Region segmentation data
◆ ◆ ◆
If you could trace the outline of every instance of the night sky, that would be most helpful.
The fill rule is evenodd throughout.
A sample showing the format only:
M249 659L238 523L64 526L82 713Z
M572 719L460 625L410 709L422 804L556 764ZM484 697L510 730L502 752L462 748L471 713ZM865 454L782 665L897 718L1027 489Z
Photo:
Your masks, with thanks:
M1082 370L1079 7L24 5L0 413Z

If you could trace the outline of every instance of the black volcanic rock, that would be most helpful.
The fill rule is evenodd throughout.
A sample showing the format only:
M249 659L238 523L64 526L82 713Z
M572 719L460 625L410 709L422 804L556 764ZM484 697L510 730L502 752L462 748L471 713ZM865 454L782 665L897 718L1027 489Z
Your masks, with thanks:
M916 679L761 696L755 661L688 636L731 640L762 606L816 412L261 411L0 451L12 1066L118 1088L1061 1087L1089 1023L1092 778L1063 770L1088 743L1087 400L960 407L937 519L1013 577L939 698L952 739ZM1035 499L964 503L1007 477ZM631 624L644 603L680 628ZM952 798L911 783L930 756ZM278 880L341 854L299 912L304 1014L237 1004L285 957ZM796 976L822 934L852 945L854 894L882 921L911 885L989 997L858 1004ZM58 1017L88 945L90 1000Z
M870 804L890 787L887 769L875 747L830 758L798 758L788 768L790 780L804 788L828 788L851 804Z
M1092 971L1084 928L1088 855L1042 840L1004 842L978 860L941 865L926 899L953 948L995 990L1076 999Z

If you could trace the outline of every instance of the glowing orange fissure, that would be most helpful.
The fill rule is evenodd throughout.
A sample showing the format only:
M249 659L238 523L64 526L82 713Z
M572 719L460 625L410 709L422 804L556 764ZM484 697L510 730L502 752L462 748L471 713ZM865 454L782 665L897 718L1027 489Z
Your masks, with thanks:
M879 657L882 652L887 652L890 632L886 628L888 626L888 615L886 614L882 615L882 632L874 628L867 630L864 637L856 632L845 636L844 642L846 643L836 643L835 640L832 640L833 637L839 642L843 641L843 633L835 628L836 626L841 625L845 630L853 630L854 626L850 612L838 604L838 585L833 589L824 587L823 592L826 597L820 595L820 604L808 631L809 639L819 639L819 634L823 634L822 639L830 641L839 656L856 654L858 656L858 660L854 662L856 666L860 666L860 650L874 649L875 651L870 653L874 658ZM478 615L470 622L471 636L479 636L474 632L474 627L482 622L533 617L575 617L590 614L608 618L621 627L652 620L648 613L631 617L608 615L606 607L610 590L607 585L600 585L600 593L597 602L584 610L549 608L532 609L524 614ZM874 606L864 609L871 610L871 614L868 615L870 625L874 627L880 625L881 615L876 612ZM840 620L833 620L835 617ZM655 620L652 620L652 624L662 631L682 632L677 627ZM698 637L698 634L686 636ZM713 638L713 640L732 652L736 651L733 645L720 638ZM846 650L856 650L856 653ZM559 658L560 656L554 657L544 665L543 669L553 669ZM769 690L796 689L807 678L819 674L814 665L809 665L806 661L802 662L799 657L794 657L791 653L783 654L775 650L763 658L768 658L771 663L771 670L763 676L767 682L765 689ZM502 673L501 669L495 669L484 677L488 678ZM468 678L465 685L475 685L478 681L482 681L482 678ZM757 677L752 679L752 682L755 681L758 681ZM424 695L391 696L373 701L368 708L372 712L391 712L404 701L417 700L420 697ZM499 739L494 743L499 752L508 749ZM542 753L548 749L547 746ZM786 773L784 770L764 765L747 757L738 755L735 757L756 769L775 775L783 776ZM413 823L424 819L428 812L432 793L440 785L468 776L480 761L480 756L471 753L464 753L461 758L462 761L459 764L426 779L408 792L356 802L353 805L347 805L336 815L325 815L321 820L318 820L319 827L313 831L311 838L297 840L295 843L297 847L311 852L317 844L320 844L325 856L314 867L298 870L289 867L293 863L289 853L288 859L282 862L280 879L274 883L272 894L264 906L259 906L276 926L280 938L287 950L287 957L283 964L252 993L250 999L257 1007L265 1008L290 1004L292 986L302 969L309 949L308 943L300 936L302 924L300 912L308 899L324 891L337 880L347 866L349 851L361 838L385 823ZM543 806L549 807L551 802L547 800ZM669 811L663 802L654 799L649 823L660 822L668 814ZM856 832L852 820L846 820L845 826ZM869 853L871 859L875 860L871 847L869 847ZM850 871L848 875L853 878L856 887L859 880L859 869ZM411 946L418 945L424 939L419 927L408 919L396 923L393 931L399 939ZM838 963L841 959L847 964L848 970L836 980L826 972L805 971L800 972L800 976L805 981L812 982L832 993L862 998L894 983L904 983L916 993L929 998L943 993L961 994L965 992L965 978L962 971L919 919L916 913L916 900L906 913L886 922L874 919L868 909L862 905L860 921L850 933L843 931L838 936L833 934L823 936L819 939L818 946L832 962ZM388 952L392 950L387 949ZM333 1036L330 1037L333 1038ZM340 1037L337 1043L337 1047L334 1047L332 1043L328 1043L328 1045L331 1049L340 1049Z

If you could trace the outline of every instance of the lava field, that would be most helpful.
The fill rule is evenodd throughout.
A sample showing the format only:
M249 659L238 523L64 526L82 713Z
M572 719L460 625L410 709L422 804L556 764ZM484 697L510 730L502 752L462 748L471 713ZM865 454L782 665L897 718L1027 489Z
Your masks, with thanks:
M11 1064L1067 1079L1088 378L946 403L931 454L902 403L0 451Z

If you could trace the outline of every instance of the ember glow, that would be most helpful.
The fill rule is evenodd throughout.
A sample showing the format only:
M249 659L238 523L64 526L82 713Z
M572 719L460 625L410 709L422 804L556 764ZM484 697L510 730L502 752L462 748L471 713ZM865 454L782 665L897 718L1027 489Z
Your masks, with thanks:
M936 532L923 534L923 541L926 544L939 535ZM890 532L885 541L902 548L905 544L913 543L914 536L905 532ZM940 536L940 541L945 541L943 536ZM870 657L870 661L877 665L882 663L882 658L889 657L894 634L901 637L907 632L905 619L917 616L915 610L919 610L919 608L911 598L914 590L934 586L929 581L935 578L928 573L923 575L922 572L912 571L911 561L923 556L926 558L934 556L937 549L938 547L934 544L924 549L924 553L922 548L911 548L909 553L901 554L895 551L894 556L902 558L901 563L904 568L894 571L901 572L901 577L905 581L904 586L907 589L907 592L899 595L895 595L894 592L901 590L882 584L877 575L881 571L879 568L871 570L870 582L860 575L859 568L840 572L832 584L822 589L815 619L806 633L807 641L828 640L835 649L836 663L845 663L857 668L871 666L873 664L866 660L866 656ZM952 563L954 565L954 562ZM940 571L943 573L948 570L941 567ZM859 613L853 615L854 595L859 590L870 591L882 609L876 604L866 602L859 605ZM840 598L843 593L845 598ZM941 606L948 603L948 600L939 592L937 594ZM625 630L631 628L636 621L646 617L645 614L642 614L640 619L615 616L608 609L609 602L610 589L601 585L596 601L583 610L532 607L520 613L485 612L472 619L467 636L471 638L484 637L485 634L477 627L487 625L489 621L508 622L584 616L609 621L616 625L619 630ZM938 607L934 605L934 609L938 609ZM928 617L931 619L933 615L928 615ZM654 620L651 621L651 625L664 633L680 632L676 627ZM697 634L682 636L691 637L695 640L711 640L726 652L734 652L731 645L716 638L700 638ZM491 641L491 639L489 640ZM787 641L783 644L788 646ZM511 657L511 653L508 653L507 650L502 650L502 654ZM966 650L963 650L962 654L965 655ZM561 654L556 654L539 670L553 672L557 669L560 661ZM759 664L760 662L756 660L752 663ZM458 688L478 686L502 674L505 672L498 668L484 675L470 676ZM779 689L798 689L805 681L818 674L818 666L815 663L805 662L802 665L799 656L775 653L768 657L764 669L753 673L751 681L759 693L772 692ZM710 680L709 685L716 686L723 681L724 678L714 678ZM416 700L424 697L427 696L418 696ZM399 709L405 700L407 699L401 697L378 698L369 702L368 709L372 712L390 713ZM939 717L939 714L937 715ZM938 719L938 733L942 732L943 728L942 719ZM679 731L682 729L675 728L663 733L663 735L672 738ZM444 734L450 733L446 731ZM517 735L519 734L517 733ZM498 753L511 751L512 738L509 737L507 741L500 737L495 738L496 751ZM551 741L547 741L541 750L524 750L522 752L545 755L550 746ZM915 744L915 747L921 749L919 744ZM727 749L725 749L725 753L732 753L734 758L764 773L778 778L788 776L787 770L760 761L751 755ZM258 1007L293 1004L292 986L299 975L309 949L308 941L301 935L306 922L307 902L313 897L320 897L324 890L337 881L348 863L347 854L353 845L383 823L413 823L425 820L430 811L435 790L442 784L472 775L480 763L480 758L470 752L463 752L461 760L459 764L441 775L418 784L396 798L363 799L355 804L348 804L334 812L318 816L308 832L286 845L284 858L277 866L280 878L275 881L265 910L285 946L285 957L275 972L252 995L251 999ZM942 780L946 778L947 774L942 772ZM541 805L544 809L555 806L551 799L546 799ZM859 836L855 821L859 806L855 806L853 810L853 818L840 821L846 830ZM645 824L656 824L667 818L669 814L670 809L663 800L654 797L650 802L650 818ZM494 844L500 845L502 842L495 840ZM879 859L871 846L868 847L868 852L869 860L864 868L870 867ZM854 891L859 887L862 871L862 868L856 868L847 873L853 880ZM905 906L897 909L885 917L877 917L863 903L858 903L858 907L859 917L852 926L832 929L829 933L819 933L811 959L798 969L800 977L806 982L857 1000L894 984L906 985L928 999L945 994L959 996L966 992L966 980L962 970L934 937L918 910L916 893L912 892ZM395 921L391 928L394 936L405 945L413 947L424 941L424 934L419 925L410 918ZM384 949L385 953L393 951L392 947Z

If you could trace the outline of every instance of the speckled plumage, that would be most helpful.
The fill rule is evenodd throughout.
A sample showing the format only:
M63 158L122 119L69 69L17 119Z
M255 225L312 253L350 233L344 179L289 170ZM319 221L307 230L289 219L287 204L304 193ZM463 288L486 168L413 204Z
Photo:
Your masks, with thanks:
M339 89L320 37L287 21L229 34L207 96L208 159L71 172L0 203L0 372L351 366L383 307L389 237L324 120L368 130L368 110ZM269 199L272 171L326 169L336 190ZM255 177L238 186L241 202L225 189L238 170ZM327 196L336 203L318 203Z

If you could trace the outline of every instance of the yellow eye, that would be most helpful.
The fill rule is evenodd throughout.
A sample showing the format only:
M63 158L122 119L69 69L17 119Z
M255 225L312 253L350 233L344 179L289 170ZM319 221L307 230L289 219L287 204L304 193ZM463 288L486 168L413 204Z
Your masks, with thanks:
◆ ◆ ◆
_Prompt_
Quote the rows verbatim, beginning with the line that contains "field, that would be most helpful." and continuing through the line that contains "M11 1064L1067 1079L1088", including both of those lines.

_Solution_
If you could trace the outline of every instance of the lava field, that would be most helpful.
The fill rule is evenodd throughout.
A sample showing the format only:
M249 659L238 523L64 526L82 713Z
M572 719L460 625L410 709L422 804L556 764ZM484 697L510 730L502 752L462 748L471 713ZM865 454L782 665L897 718L1027 489Z
Your masks, with thanks:
M11 1064L1067 1079L1088 378L946 403L931 454L902 403L0 451Z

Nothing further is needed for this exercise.